## Task item
If pictures appear among the lines below, leave them out while you return exactly the lines from the one with "<point>715,673</point>" through the one with "<point>1095,618</point>".

Dataset entries
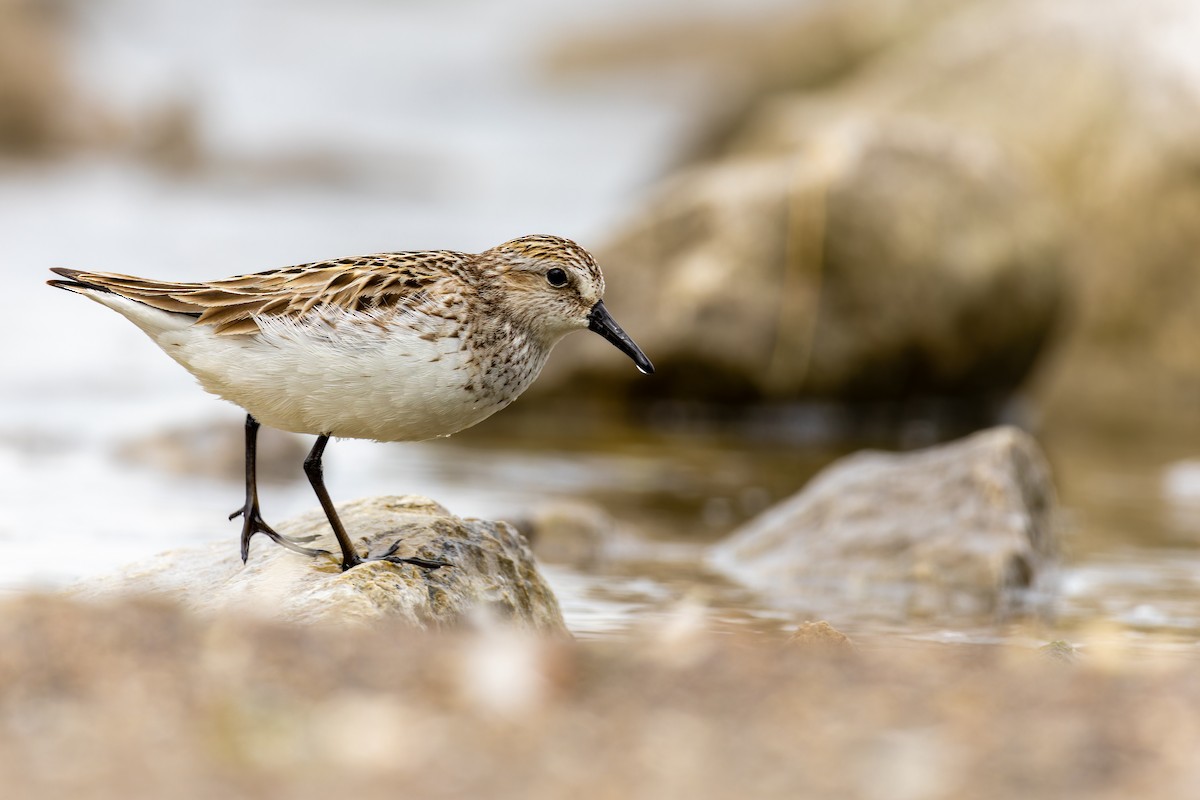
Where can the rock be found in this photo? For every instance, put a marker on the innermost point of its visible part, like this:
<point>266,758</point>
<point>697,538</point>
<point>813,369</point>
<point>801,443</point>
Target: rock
<point>887,260</point>
<point>569,533</point>
<point>1101,104</point>
<point>493,572</point>
<point>1096,103</point>
<point>964,528</point>
<point>820,635</point>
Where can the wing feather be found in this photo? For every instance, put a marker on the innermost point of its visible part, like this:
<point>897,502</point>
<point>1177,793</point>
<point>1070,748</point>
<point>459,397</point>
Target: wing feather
<point>232,306</point>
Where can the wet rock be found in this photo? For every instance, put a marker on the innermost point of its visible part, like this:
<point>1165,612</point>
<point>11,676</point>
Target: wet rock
<point>135,699</point>
<point>882,260</point>
<point>568,533</point>
<point>965,528</point>
<point>1096,103</point>
<point>1099,104</point>
<point>820,635</point>
<point>493,572</point>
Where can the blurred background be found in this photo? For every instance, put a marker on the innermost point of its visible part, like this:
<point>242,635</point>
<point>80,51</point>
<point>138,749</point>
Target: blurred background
<point>831,223</point>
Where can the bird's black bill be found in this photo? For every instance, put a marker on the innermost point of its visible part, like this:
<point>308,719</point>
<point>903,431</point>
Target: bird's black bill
<point>603,323</point>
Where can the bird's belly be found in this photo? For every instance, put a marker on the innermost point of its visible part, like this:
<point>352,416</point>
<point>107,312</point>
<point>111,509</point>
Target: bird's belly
<point>390,390</point>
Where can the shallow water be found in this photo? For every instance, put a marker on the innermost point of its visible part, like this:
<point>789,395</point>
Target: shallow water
<point>431,148</point>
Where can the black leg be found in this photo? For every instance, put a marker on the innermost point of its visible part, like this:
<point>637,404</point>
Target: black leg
<point>252,519</point>
<point>351,557</point>
<point>316,476</point>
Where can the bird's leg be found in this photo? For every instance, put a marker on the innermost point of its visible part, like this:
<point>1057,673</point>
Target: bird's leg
<point>252,518</point>
<point>351,557</point>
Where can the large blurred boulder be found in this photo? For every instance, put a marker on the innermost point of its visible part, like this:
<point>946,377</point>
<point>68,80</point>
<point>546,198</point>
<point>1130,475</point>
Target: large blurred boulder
<point>493,572</point>
<point>965,528</point>
<point>883,260</point>
<point>1102,102</point>
<point>1098,102</point>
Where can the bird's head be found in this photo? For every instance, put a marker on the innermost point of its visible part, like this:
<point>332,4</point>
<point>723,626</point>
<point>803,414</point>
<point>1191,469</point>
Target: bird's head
<point>555,287</point>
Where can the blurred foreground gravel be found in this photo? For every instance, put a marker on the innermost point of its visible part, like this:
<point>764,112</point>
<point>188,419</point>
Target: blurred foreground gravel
<point>138,698</point>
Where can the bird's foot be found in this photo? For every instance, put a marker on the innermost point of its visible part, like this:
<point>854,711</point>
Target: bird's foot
<point>390,557</point>
<point>253,523</point>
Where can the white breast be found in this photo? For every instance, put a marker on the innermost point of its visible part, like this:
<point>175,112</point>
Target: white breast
<point>403,380</point>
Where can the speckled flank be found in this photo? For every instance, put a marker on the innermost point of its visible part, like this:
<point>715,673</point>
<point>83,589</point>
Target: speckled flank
<point>391,347</point>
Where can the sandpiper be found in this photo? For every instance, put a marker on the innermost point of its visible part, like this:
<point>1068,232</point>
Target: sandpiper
<point>393,347</point>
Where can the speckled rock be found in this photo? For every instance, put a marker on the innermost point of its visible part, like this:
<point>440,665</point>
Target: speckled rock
<point>493,572</point>
<point>881,262</point>
<point>965,528</point>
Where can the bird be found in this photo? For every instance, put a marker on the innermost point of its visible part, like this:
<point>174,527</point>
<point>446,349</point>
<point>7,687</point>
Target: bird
<point>390,347</point>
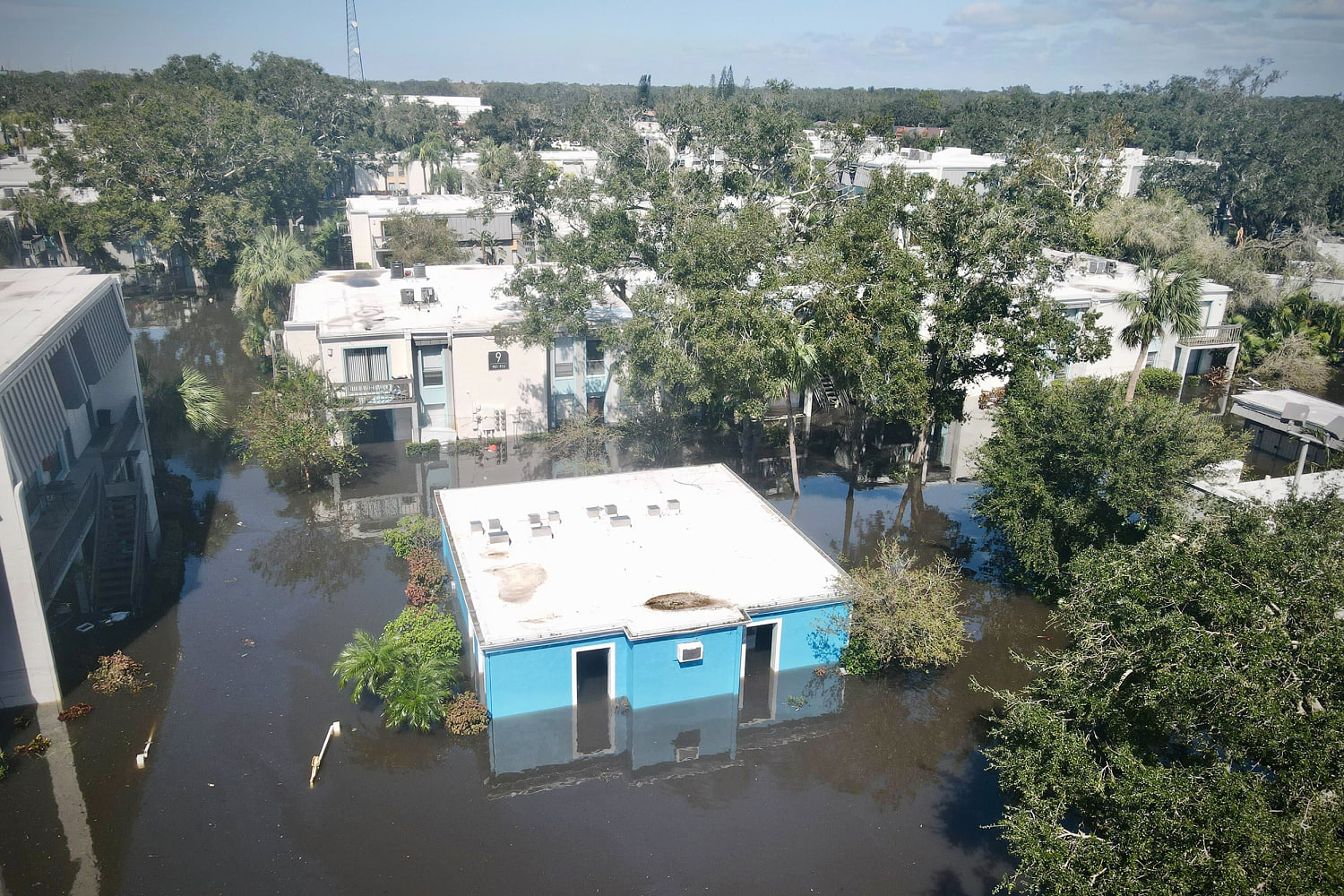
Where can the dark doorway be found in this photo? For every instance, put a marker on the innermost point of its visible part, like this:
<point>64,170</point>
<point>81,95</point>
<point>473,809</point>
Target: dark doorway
<point>757,699</point>
<point>591,702</point>
<point>376,427</point>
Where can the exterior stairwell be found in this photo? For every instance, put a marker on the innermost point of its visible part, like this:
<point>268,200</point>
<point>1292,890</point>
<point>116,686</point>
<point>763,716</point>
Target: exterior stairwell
<point>828,392</point>
<point>118,554</point>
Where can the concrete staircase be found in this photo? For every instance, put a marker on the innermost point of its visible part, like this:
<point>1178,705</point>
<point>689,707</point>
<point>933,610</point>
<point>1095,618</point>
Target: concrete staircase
<point>116,573</point>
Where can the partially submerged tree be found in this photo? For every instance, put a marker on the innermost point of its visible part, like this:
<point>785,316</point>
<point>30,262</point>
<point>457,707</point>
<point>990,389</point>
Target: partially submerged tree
<point>902,616</point>
<point>298,429</point>
<point>1072,465</point>
<point>1188,740</point>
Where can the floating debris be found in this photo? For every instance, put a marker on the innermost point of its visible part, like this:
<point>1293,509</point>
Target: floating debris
<point>75,711</point>
<point>117,672</point>
<point>35,747</point>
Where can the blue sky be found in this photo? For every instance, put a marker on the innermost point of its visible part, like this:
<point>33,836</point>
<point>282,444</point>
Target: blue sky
<point>1048,45</point>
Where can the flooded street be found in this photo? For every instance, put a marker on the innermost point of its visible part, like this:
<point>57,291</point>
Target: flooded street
<point>879,790</point>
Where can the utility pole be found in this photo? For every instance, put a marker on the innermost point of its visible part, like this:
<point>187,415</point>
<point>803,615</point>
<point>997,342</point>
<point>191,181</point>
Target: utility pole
<point>354,62</point>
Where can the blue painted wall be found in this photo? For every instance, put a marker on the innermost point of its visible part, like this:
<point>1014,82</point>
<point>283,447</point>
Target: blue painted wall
<point>659,678</point>
<point>800,641</point>
<point>542,677</point>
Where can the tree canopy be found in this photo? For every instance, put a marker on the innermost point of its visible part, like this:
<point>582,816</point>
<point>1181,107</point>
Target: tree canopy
<point>1190,740</point>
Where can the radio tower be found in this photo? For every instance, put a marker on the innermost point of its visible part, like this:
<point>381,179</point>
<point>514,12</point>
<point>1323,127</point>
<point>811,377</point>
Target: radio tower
<point>354,62</point>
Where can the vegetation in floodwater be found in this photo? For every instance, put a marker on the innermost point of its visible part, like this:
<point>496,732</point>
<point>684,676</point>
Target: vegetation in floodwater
<point>118,672</point>
<point>37,747</point>
<point>465,715</point>
<point>426,576</point>
<point>900,616</point>
<point>411,667</point>
<point>298,429</point>
<point>1190,731</point>
<point>1101,470</point>
<point>74,711</point>
<point>410,533</point>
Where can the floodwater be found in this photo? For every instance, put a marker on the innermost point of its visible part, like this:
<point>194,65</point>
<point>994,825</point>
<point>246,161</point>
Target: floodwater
<point>875,788</point>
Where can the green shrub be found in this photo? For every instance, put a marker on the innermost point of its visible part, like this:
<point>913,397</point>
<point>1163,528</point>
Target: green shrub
<point>416,449</point>
<point>1158,381</point>
<point>903,616</point>
<point>465,715</point>
<point>426,632</point>
<point>411,532</point>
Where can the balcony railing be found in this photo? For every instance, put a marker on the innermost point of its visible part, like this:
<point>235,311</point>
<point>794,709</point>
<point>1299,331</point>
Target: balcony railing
<point>67,509</point>
<point>1217,336</point>
<point>373,392</point>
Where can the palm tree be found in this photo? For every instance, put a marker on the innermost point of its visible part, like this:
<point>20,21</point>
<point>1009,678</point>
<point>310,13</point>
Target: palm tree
<point>202,402</point>
<point>417,691</point>
<point>370,662</point>
<point>1171,301</point>
<point>269,268</point>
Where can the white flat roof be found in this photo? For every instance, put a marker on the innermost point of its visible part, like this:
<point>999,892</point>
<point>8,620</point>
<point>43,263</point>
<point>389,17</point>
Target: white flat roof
<point>1277,489</point>
<point>427,204</point>
<point>37,300</point>
<point>726,544</point>
<point>370,301</point>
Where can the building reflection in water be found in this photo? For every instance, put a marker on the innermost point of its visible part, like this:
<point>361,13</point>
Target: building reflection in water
<point>601,739</point>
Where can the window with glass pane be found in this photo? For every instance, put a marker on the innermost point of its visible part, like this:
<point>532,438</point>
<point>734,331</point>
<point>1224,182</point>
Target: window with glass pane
<point>432,367</point>
<point>596,358</point>
<point>564,358</point>
<point>366,365</point>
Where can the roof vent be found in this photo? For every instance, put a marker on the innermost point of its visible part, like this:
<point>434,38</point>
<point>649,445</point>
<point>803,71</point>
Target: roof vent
<point>690,651</point>
<point>1295,411</point>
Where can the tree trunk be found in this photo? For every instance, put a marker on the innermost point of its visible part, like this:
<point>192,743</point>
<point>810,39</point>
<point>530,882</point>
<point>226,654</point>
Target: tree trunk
<point>855,438</point>
<point>793,445</point>
<point>1133,376</point>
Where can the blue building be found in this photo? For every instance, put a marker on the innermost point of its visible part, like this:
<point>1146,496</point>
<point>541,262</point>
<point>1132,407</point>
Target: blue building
<point>616,594</point>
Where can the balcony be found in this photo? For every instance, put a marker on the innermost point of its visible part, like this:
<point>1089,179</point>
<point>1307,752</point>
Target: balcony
<point>1223,336</point>
<point>378,392</point>
<point>66,509</point>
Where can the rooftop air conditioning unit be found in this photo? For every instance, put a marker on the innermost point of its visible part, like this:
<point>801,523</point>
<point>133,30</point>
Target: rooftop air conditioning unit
<point>690,651</point>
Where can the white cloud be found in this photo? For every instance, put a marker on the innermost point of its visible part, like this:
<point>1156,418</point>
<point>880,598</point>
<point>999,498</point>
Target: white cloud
<point>1316,10</point>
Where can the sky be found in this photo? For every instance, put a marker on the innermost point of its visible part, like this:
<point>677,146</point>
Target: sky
<point>984,45</point>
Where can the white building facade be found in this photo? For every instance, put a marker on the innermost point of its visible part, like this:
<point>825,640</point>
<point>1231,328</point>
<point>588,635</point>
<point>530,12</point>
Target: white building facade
<point>418,354</point>
<point>484,226</point>
<point>78,522</point>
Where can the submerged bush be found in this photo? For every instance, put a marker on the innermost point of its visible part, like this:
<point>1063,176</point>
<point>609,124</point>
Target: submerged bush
<point>411,532</point>
<point>903,616</point>
<point>426,632</point>
<point>1158,381</point>
<point>465,715</point>
<point>411,667</point>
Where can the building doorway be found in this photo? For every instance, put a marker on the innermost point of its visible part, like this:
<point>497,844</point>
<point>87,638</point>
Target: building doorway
<point>760,662</point>
<point>594,689</point>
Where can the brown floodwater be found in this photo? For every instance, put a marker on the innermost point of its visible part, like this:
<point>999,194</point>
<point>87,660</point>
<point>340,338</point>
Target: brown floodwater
<point>879,788</point>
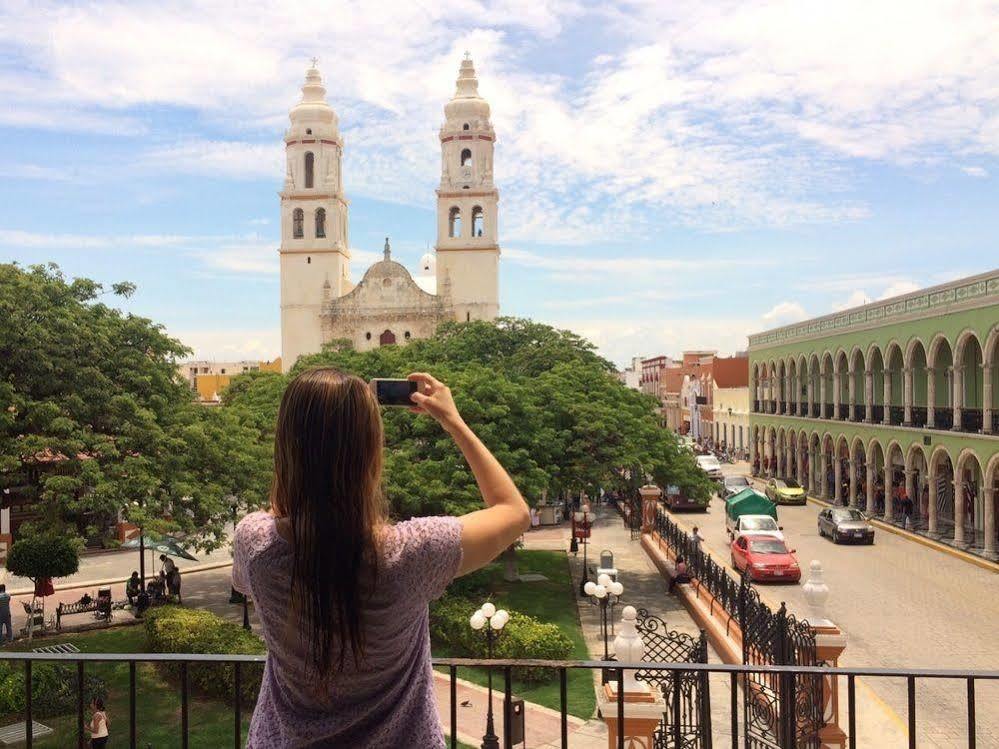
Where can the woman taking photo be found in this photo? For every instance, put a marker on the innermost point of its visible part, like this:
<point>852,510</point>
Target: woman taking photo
<point>341,592</point>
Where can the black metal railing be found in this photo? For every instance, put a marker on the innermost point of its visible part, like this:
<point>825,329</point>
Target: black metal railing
<point>740,675</point>
<point>943,417</point>
<point>971,420</point>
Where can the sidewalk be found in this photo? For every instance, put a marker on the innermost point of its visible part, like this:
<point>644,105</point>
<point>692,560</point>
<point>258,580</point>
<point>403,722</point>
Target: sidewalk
<point>101,569</point>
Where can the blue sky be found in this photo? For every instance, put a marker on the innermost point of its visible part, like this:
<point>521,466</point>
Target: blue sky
<point>672,175</point>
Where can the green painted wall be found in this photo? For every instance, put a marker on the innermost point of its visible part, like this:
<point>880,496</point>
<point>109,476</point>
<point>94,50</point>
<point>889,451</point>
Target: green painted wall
<point>984,446</point>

## Exercise solution
<point>715,673</point>
<point>83,589</point>
Target: speckled flank
<point>391,347</point>
Where can the sandpiper be found in this photo? For every instance, put a marker on the innermost point of its visible part, like this:
<point>1068,232</point>
Target: sandpiper
<point>393,347</point>
Where can the speckled rock be found in this photo? For every instance, put a marker on the innermost point of its visible part, like this:
<point>440,665</point>
Target: speckled rock
<point>493,572</point>
<point>881,262</point>
<point>965,528</point>
Where can the bird be found in this photo? For every instance, put a marker on the innermost point of its visible part, like this:
<point>174,527</point>
<point>446,349</point>
<point>7,687</point>
Target: bird
<point>390,347</point>
Where can the dark doorway be found in this photo? For every instance, put a marker on the innermost point of its visible part, like this:
<point>64,170</point>
<point>81,95</point>
<point>473,809</point>
Target: dark doorway
<point>757,699</point>
<point>591,702</point>
<point>376,427</point>
Where can the exterior stairwell be found in this photo? For every instance, put a marker on the innermost point of its visible part, like this:
<point>268,200</point>
<point>1292,890</point>
<point>116,686</point>
<point>763,716</point>
Target: exterior stairwell
<point>828,392</point>
<point>118,554</point>
Where can the concrete staircase be found in this photo? For every instance, put a marker on the innermost point of its visible part, like this:
<point>1178,705</point>
<point>689,707</point>
<point>933,610</point>
<point>1095,618</point>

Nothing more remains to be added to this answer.